■ YOUR OBJECTIVE: Please say how many lines in the records below contain the word "balcony", giving only the number.

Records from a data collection
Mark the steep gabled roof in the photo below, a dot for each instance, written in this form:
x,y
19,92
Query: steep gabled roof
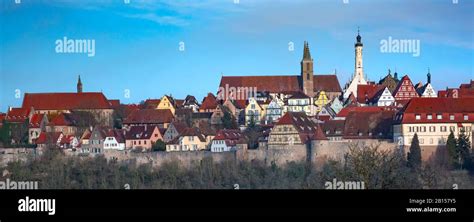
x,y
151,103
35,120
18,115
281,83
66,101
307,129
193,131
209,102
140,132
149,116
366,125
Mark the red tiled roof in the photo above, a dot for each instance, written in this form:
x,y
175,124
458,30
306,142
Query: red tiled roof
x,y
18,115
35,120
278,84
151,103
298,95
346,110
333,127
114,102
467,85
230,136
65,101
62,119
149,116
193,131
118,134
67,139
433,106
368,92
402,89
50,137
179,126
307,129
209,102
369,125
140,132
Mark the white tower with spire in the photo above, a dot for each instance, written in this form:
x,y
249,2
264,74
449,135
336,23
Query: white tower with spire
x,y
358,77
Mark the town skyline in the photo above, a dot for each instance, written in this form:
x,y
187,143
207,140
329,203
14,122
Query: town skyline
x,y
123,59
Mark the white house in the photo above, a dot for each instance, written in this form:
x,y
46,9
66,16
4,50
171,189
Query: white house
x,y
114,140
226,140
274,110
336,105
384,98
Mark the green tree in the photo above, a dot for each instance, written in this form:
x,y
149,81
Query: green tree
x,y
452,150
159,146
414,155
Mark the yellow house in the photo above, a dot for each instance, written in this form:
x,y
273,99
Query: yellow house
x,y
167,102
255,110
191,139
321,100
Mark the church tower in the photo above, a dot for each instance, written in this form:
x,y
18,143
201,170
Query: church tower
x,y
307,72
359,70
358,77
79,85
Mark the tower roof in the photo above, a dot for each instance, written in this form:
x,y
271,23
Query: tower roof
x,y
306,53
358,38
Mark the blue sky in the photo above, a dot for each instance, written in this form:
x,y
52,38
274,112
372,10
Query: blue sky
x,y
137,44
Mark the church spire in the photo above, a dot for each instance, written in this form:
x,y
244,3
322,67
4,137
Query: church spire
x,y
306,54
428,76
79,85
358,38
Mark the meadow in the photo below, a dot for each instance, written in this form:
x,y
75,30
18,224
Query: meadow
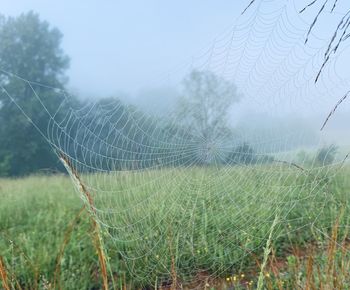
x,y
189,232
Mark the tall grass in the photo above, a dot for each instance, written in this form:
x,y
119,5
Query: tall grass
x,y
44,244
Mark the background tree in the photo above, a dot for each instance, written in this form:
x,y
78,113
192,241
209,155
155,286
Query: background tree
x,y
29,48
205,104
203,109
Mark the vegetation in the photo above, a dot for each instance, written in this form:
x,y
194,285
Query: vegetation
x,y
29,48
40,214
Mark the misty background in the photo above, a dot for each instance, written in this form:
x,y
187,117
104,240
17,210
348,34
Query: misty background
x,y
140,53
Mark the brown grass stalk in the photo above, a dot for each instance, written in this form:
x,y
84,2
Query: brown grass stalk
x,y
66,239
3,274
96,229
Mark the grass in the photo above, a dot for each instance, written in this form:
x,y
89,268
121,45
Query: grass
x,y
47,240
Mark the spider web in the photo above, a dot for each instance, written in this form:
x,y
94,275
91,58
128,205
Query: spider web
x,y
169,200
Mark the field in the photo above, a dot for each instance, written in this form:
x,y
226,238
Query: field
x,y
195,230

---

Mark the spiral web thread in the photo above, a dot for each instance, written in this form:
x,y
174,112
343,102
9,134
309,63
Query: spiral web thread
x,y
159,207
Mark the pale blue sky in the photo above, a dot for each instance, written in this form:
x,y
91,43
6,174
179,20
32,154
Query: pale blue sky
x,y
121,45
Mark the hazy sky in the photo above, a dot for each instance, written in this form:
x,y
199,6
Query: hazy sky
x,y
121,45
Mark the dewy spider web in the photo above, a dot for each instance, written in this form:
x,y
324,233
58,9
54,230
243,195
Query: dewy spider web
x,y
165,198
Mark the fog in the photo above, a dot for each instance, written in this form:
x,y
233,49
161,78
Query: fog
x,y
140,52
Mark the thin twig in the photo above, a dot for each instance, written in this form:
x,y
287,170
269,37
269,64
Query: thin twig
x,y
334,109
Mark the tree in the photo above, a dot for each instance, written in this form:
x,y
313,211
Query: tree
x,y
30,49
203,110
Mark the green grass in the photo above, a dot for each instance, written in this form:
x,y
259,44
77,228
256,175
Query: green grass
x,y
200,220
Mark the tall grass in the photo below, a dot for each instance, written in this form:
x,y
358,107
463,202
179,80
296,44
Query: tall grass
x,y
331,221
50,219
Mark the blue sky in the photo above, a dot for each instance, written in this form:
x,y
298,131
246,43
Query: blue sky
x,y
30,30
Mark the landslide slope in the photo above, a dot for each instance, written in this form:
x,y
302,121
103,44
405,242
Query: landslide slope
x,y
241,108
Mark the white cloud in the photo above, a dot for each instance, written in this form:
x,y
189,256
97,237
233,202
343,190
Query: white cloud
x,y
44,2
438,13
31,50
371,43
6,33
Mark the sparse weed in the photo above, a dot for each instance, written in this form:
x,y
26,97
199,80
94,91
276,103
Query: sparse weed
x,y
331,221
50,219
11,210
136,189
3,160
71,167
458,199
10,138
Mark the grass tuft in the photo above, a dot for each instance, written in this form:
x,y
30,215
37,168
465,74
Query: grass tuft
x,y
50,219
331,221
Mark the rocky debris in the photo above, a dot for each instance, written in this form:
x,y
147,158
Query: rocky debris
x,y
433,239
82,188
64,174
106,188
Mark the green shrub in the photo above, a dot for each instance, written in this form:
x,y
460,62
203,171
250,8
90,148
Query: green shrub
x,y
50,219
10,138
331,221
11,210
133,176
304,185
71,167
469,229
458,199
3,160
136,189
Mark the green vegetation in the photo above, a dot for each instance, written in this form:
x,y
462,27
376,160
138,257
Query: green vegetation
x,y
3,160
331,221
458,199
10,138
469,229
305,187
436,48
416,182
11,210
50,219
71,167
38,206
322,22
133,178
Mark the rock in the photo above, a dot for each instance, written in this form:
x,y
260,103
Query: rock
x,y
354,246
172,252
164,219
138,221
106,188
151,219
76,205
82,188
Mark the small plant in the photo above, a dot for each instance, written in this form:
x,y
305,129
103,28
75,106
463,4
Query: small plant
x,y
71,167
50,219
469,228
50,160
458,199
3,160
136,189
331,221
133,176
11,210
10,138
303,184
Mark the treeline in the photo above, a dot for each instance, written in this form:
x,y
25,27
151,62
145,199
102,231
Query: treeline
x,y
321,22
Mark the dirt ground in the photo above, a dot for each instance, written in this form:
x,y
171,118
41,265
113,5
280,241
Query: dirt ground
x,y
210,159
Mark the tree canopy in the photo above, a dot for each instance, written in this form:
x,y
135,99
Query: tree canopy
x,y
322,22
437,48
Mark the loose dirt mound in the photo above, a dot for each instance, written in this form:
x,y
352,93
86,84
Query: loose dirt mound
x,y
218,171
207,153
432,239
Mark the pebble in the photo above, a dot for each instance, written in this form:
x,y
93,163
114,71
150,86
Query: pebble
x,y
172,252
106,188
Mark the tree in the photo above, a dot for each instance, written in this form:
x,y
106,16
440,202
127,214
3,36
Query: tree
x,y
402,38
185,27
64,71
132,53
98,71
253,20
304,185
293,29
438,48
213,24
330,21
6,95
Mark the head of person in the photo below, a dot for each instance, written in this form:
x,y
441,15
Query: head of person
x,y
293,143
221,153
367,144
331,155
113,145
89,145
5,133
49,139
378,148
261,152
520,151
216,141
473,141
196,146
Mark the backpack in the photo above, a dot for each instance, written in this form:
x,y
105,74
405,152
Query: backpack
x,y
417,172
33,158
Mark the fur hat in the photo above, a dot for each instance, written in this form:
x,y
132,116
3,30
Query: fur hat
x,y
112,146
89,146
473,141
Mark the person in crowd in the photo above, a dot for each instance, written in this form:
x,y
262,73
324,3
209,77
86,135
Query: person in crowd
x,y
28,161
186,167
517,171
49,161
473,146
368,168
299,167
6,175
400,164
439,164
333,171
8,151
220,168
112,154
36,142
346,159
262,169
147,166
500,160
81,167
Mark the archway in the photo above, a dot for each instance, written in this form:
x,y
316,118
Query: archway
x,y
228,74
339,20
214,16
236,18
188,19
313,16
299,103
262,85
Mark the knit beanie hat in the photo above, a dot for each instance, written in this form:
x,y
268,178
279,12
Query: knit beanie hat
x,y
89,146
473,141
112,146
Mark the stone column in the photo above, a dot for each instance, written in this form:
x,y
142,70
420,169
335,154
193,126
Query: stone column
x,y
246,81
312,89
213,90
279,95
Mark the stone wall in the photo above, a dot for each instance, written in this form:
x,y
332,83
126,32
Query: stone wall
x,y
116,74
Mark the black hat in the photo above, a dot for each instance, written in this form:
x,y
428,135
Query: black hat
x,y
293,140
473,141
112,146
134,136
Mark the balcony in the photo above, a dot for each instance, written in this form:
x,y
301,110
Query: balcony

■ FINAL ANSWER: 2